Goal of the exercise ▸ Return the listing below in full, with every line exactly as it is.

Records from a data collection:
BEGIN
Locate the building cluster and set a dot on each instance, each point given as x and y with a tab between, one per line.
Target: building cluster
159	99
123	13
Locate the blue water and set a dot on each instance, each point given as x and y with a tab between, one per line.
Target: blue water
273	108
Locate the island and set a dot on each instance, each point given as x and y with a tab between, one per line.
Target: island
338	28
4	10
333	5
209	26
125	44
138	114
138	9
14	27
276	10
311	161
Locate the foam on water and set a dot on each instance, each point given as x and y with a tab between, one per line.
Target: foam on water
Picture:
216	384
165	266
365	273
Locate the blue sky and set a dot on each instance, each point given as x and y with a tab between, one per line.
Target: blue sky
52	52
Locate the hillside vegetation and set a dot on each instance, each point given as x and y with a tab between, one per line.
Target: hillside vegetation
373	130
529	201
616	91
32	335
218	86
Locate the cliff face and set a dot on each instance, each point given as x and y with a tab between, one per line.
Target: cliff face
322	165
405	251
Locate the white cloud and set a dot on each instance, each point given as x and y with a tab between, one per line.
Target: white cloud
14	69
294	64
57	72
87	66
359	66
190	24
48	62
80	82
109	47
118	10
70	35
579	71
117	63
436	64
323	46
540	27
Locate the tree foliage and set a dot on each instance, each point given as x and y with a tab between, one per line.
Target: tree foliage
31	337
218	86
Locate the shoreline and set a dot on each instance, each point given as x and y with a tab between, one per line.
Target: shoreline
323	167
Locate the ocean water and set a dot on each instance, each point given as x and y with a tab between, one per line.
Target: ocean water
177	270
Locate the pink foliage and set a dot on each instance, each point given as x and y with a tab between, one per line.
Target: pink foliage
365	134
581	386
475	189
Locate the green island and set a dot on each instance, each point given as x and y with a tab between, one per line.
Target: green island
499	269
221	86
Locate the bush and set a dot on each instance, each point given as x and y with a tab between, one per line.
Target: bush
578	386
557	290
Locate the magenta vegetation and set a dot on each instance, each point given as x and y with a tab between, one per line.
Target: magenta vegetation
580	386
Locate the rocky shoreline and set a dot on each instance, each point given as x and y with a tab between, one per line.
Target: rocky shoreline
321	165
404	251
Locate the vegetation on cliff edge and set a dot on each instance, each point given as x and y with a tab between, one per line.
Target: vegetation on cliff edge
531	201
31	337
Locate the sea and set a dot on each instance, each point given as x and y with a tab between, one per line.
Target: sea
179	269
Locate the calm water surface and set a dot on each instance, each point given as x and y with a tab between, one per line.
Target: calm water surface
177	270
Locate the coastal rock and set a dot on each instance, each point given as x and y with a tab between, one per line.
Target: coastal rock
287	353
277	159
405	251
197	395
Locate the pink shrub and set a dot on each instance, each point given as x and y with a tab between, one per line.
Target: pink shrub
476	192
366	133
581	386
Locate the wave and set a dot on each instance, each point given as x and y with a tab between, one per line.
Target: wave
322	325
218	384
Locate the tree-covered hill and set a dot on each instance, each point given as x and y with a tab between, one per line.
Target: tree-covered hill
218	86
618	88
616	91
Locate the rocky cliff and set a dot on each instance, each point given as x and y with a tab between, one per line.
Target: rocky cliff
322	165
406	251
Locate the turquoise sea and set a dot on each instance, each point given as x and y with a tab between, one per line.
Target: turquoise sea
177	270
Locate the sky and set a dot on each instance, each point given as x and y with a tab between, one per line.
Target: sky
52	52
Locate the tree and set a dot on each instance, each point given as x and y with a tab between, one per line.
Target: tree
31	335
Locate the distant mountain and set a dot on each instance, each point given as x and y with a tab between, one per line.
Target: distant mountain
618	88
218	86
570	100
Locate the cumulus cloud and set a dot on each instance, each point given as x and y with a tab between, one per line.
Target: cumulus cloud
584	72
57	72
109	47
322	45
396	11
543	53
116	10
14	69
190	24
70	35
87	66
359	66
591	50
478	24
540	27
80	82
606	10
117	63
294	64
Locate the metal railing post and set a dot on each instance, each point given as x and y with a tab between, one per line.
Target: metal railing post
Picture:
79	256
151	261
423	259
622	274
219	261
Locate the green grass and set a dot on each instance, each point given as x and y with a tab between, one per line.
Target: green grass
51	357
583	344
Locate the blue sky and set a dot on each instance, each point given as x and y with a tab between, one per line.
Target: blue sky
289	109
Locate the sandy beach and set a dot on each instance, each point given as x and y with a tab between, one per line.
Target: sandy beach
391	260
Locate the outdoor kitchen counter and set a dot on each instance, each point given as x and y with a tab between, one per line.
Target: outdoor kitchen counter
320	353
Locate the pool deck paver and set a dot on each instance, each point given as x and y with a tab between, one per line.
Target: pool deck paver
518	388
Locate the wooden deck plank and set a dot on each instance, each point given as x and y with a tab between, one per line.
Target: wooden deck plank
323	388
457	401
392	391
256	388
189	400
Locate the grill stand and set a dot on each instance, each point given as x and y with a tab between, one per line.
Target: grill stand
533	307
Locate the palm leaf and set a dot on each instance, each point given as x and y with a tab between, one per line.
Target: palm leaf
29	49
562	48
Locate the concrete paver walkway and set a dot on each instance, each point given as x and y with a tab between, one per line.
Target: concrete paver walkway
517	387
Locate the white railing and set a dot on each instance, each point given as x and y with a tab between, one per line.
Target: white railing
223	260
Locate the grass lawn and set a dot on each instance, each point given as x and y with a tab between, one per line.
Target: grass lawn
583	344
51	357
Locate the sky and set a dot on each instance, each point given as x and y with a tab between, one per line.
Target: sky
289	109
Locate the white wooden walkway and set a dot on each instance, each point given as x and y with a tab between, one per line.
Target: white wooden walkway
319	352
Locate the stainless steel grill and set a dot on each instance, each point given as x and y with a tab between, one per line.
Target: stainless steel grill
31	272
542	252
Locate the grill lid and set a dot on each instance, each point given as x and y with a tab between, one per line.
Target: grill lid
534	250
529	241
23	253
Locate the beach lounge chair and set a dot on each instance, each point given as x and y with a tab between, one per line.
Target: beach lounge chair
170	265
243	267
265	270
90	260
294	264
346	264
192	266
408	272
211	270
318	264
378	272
END
Completed task ▸
Locate the building cluster and set a dot on each instance, each point given as x and y with a tab between, one per line.
Target: building cluster
159	99
123	13
Locate the blue water and set a dot on each instance, each point given as x and y with a tab between, one per line.
Target: blue water
273	108
Locate the island and set a dot on each instance, each point given as x and y with a tab between, one per line.
Target: island
338	28
4	10
333	5
209	26
125	44
138	114
138	9
14	27
276	10
311	161
Locate the foam on water and set a dot on each instance, each point given as x and y with a tab between, one per line.
Target: foam on water
Picture:
216	384
165	266
365	273
Locate the blue sky and set a dot on each instance, each point given as x and y with a tab between, one per line.
Target: blue sky
52	52
Locate the hillside vegetation and set a dot on each instance, each point given as x and y with a tab between, one per line.
Target: hillside vegetation
373	130
529	201
616	91
32	335
218	86
Locate the cliff face and set a dot on each instance, each point given as x and y with a tab between, one per line.
Target: cliff face
322	165
405	251
Locate the white cloud and set a dot on each instance, each point given as x and y with a tab between, one per line.
Target: white cloud
14	69
294	64
57	72
87	66
359	66
190	24
48	62
80	82
109	47
118	10
70	35
579	71
117	63
436	64
323	46
540	27
Locate the tree foliage and set a dot on each instance, each point given as x and y with a tab between, one per line.
Target: tree foliage
31	337
218	86
Locate the shoreline and set a dot on each instance, each point given as x and y with a tab between, one per line.
Target: shoreline
323	167
Locate the ocean water and set a dot on each instance, each point given as x and y with a tab between, one per line.
Target: ocean water
177	270
Locate the pink foliage and set a dot on each instance, each point given as x and y with a tab between, one per line.
Target: pink foliage
365	134
581	386
475	189
Locate the green island and set a dot on each instance, each point given as x and y with a tab between, one per line.
Target: green island
499	269
221	86
Locate the bush and set a dot on each instance, each point given as x and y with a tab between, one per line.
Target: bush
578	386
557	290
Locate the magenta vegetation and set a dot on each instance, each point given as x and y with a tab between, one per line.
Target: magenta vegetation
580	386
Locate the rocky shoreline and set a dot on each instance, each point given as x and y with a tab between, one per line.
Target: rocky shoreline
321	165
404	251
Locate the vegetation on cliff edge and set a dot on each instance, each point given as x and y with a tab between, one per line.
Target: vegetation on cliff edge
531	201
31	337
Locate the sea and set a dot on each instance, each point given as x and y with a tab between, one per line.
Target: sea
179	269
Locate the calm water surface and set a dot on each instance, each point given as x and y with a tab between, one per line.
Target: calm water surface
177	270
Locate the coastal rock and set a dot on each instance, each point given as x and y with a tab between, one per line.
Target: coastal rock
287	353
277	159
405	251
197	395
Locate the pink shrub and set a dot on each instance, each point given as x and y with a tab between, one per line.
Target: pink shrub
476	192
366	133
581	386
Locate the wave and set a dot on each instance, each point given as x and y with a tab between, one per line.
Target: wave
322	325
218	384
Locate the tree-covered hill and set a dot on each instance, each point given as x and y with a tab between, one per line.
Target: tree-covered hill
218	86
618	88
616	91
Locate the rocky cliff and set a dot on each instance, each point given as x and y with a tab between, one per line.
Target: rocky cliff
322	165
406	251
Locate the turquoise sea and set a dot on each instance, each point given as x and y with a tab between, one per line.
Target: turquoise sea
177	270
Locate the sky and set a dot on each instance, each point given as x and y with a tab between, one per line.
Target: sky
52	52
Locate the tree and set a dot on each instance, each point given as x and y with a tab between, one per line.
Target: tree
31	335
Locate the distant mountain and set a dot on each instance, each point given as x and y with a tab between, one per line.
Target: distant mountain
618	88
218	86
570	100
Locate the cumulus cloud and set a dot on each instance, each point given as x and y with a tab between, one per line.
Target: cumulus cloud
584	72
57	72
109	47
322	45
396	11
543	53
116	10
14	69
190	24
70	35
87	66
359	66
591	50
478	24
540	27
80	82
606	10
117	63
294	64
Locate the metal railing post and set a dot on each instance, each point given as x and y with a tab between, one per line.
Target: metal railing post
Picture:
79	256
151	261
423	259
622	274
219	261
Locate the green grass and set a dot on each instance, each point given as x and y with a tab between, one per line.
Target: green grass
51	357
583	344
Locate the blue sky and set a dot on each instance, each point given as x and y with a tab between, one per line.
Target: blue sky
289	109
Locate the sandy beach and set a dot on each instance, each point given as x and y with a tab between, one per line.
Target: sandy beach
391	260
Locate the outdoor kitchen counter and set a dot on each instance, each point given as x and y with a tab between, one per line.
Target: outdoor kitchen counter
320	353
Locate the pool deck paver and set a dot on each instance, each point given as x and y with a tab between, one per line.
Target: pool deck paver
518	388
Locate the wooden deck plank and set a dot on each instance, each point given as x and y with a tab between, one per line.
Target: wooden deck plank
323	388
457	401
392	391
256	388
189	400
Locate the grill stand and set a dot on each instance, each point given as x and y with a tab between, one per line.
Target: grill stand
533	307
Locate the palm leaf and set a dot on each instance, each point given as x and y with a tab between, one per line.
Target: palm leaf
29	49
562	48
Locate the concrete paver walkway and set a dot on each instance, each point given as x and y with a tab between, one per line.
Target: concrete paver walkway
517	387
Locate the white railing and set a dot on each instance, each point given as x and y with a tab between, one per line.
Target: white railing
223	260
Locate the grass lawn and set a dot on each instance, each point given as x and y with a tab between, one per line.
Target: grass lawn
583	344
51	357
Locate the sky and set a dot on each instance, each point given as x and y with a tab between, one per line.
Target: sky
289	109
Locate the white wooden walkway and set a dot on each instance, each point given as x and y with a tab between, one per line.
Target: white wooden walkway
319	352
Locate the stainless steel grill and set a dot on each instance, each point given as x and y with a tab between, one per line.
Target: stainless steel grill
31	272
542	252
Locate the grill lid and set a dot on each instance, each point given as x and y with a tab between, one per line.
Target: grill lid
534	250
529	241
23	253
Locate the beach lounge chair and set a dot on each instance, each point given as x and y with a tab between, one per line.
Target: beach lounge chair
170	265
243	267
265	270
90	260
294	264
346	264
192	266
408	272
211	270
318	264
378	272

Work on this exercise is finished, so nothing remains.